[Entries taken from a collection]

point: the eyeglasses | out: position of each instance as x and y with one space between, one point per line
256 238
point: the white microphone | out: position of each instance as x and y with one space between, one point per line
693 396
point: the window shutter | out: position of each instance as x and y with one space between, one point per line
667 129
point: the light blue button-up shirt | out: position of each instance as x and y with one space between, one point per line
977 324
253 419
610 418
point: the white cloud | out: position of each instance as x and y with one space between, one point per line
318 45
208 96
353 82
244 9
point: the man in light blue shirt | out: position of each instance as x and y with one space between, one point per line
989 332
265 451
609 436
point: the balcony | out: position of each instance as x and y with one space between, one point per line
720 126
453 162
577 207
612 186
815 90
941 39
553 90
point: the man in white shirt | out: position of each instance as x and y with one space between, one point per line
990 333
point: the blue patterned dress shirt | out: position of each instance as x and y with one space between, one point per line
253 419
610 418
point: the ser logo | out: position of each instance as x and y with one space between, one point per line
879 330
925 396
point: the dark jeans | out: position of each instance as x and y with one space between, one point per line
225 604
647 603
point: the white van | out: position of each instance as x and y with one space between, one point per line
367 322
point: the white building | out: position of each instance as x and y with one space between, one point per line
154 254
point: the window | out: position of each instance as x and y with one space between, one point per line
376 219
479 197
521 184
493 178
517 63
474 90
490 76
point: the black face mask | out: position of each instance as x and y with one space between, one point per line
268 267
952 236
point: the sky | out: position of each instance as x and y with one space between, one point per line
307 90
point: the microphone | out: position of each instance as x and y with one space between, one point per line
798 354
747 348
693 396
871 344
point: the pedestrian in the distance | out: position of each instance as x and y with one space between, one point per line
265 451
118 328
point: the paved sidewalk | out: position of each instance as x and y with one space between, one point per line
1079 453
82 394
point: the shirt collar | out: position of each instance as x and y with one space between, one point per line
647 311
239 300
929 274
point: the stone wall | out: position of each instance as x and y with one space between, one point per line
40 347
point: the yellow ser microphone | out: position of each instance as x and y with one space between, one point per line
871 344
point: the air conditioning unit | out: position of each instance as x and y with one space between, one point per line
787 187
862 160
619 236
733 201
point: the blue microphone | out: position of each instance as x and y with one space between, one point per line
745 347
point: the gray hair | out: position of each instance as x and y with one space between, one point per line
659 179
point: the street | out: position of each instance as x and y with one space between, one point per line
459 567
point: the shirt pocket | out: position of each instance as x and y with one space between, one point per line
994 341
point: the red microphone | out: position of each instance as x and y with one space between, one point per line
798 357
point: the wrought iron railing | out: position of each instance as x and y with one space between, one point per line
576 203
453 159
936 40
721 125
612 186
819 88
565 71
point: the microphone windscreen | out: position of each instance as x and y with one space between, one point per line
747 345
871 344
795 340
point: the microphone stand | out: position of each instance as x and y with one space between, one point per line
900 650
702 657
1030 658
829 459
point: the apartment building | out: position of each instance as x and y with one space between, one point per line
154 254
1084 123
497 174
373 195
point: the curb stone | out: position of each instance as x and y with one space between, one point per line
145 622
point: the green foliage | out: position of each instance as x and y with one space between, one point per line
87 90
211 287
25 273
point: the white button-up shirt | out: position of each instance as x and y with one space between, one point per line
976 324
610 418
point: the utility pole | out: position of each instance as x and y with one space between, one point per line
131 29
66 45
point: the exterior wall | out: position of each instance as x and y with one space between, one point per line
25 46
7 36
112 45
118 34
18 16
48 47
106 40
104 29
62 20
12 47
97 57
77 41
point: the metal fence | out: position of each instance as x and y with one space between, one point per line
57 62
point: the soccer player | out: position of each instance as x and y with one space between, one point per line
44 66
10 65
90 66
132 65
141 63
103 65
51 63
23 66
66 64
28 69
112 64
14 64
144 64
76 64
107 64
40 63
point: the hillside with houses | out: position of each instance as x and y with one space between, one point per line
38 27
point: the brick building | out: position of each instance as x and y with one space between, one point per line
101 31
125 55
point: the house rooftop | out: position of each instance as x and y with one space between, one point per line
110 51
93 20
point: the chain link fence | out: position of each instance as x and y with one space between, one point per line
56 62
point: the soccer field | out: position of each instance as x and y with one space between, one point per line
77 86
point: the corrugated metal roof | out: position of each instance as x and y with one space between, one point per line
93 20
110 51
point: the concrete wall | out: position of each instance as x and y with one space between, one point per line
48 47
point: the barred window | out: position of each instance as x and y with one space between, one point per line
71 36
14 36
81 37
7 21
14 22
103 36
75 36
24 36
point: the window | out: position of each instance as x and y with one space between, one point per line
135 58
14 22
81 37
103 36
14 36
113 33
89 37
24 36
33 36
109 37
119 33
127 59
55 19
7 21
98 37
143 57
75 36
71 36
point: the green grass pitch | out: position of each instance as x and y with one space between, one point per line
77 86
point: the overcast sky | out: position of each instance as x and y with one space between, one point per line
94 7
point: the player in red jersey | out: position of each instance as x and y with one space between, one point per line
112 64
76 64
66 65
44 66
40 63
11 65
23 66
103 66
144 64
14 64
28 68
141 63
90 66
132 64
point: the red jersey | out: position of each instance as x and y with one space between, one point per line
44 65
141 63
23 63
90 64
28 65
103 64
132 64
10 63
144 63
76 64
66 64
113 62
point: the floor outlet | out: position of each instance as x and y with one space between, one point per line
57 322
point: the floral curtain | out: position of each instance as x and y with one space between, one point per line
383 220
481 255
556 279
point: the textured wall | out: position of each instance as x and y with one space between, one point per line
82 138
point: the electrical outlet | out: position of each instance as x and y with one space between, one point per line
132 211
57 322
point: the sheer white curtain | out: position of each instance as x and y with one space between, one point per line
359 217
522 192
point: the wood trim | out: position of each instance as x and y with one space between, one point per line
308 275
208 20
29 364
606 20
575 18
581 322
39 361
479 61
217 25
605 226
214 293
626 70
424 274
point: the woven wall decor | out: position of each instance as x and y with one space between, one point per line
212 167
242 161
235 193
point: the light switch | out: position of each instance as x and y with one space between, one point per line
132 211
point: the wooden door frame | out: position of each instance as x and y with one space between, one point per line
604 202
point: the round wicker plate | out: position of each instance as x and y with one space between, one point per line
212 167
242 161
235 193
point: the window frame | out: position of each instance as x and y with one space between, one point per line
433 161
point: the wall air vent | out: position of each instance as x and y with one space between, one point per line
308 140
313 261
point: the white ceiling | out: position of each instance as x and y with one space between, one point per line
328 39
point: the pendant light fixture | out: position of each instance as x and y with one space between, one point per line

▶ The problem
Every line above must appear again in your reply, exactly as written.

▶ Response to this exercise
point: the eyeglasses | out: position of each instance as x and y with one space between, one point per line
256 238
point: the white microphone | out: position of each instance as x and y with one space between, one point per line
693 396
point: the window shutter | out: position of each instance as x and y with one space between, one point per line
667 129
point: the light blue button-up shirt | out: position of each instance as x and y with one space between, one point per line
977 324
253 419
610 418
point: the white cloud | out: position of each instance as x and y with one space between, one point per line
318 45
208 96
353 82
244 9
point: the man in light blue shirt | out: position of each instance as x and y with one space between, one point per line
989 332
265 451
609 436
point: the balcony | out: position of each instance as x and y with one space between, one point per line
720 126
453 162
577 207
612 186
815 90
941 39
553 90
point: the man in white shirt | out: position of each instance as x and y with one space between, one point per line
990 333
point: the blue patterned dress shirt | out: position of each instance as x and y with one space between, one point per line
253 419
610 418
point: the ser logo | out: position of each instance as x and y with one space between, one point per line
879 330
925 396
point: the dark jeans | out: position of each instance as x and y with one space between, one point per line
225 604
647 603
point: the white van | out: position of each instance as x and y with one space between, one point per line
367 322
point: the white building | out: position of each instance as x and y with one space between, one point per line
154 254
point: the window | out: position of each instance as x and y with one space between, one point per line
376 219
479 197
521 184
493 178
517 63
474 90
490 76
point: the black face mask | out: position of each instance as x and y with one space between, one point per line
268 267
952 236
point: the sky | out: position of each instance as x and y with one space between, one point per line
307 90
point: the microphone | out: position of each instance as x and y with one space between, one point per line
798 354
747 348
693 396
871 344
point: the pedestrian in the distance | out: position of each instance as x and y with one space between, one point per line
265 451
118 328
point: the paved sidewalk | out: position of each instance as x and y with one space between, one point per line
1079 453
82 394
point: the shirt collar | out: position of each instance as x and y with one space between, one point per line
647 311
239 300
929 274
point: the stone wall | out: position of each instance as x and y with one space between, one point per line
40 347
point: the yellow ser microphone | out: position of each instance as x and y with one space between, one point per line
871 344
point: the air conditioning unit | out: position of each instance as x and y with one space between, one point per line
787 187
862 160
619 236
733 201
point: the blue microphone | out: position of each instance as x and y with one space between, one point per line
745 347
point: the gray hair | out: position of each instance as x and y with one space between, one point per line
659 179
point: the street | out: position of each instance as x and y with one space between, one point per line
459 567
point: the shirt pocket | out: position of each instance as x and y with one space between, one point per line
994 341
point: the red microphone | out: position of each instance as x and y with one space between, one point per line
798 357
point: the wrought iron railing | out: position of each instance as x and y with one space between, one point per line
576 203
453 159
936 40
721 125
612 186
819 88
565 71
point: the microphone windscreen | out: position of each instance as x and y with one space between, one point per line
747 345
871 344
795 340
point: the microphone stand | out: position of each instance as x and y with one space between, one point per line
900 650
702 657
1030 658
829 459
point: the apartment building | out: position of each instance as x and y with one space between, one point per line
154 254
1084 123
497 174
373 195
point: the curb stone | out: position of each instance as x and y with one space between, one point per line
145 622
point: the green foliage | out: position of each instance as x and y with one space between, one point per line
87 90
211 287
25 273
point: the white button-up shirt | out: position of each instance as x and y with one space between, one point per line
976 324
610 418
point: the utility pole | out: position of each instance as x and y with one space between, one point per line
131 29
66 45
point: the exterior wall | out: position of each instance as x and y with one space between, one point per line
25 46
7 36
112 45
118 34
18 16
48 47
106 40
104 29
62 20
12 47
97 57
77 41
point: the metal fence | out: position of each instance as x and y with one space between, one point per line
57 62
point: the soccer player | out: position of each instance as x and y with one space between, one point per line
44 66
10 65
90 66
132 65
141 63
103 65
51 63
23 66
66 64
28 69
112 64
14 64
144 64
76 64
107 64
40 63
point: the hillside with houses | out: position of each instance as x and y with one space between, one point per line
38 27
point: the brick building | out: position of each instance as x and y with one space between, one point per line
101 31
125 55
point: the house rooftop | out: position of each instance as x and y with one space between, one point per line
110 51
93 20
point: the chain link fence | out: position of each instance as x and y with one space between, one point per line
56 62
point: the soccer field | out: position of each instance as x and y with one space between, one point per line
77 86
point: the corrugated metal roof | out: position of each instance as x and y with one space between, one point per line
93 20
110 51
point: the concrete wall | out: position of each instance as x and y with one space between, one point per line
48 47
point: the barred window | out: position of each instance as x and y with one space between, one point per line
71 36
14 36
81 37
7 21
14 22
103 36
75 36
24 36
point: the window | out: position of each instance as x and y with one space between, one point per line
135 58
14 22
81 37
103 36
14 36
113 33
89 37
24 36
33 36
109 37
119 33
127 59
55 19
7 21
98 37
143 57
75 36
71 36
point: the green grass pitch | out: position of each instance as x and y with one space between, one point per line
77 86
point: the overcast sky | out: position of each instance as x and y with one space between, one point per line
94 7
point: the player in red jersey | out: position of each instance as x and y with one space between, one point per line
112 64
76 64
66 65
44 66
40 63
11 65
23 66
103 66
144 64
14 64
28 68
141 63
90 66
132 64
point: the red jersey | out: position of each instance as x and y with one space between, one point per line
44 65
141 63
23 63
90 64
28 65
103 64
132 64
10 63
144 63
76 64
66 64
113 62
point: the floor outlet | out: position of each instance as x and y with one space between, one point per line
57 322
point: the floral curtain | out: position of each instance as x and y with one space between, one point per line
383 220
481 255
556 279
point: the textured wall | out: position of each instance as x and y with one space between, one point per line
82 138
point: the electrical outlet | out: position of each instance as x and y with one space between, one point per line
132 211
57 322
point: the sheer white curtain | out: position of each instance as x and y with one space between, one point per line
359 217
522 192
point: the wood trim | out: position of each instance as x and y with one space between, one point per line
308 275
208 20
29 364
606 20
575 18
581 322
39 361
479 61
217 25
605 226
214 293
626 70
424 274
point: the woven wall decor | out: position of each instance as x and y with one space between, one point per line
212 167
242 161
235 193
point: the light switch | out: position of each instance as x and y with one space between, one point per line
132 211
point: the wooden door frame | out: position of each instance as x and y with one space between, one point per line
604 202
point: the round wicker plate | out: position of each instance as x and y with one space between, one point per line
212 167
242 161
235 193
point: the window frame | out: position of each instance as x and y with one space between, one point per line
433 161
point: the wall air vent | out: position of each instance as x and y with one space between, one point per line
308 140
313 261
point: the white ceiling | out: position of each instance as x and y with one space between, one point per line
328 39
point: the pendant light fixture | out: position of each instance as x and y with one space between, one point per line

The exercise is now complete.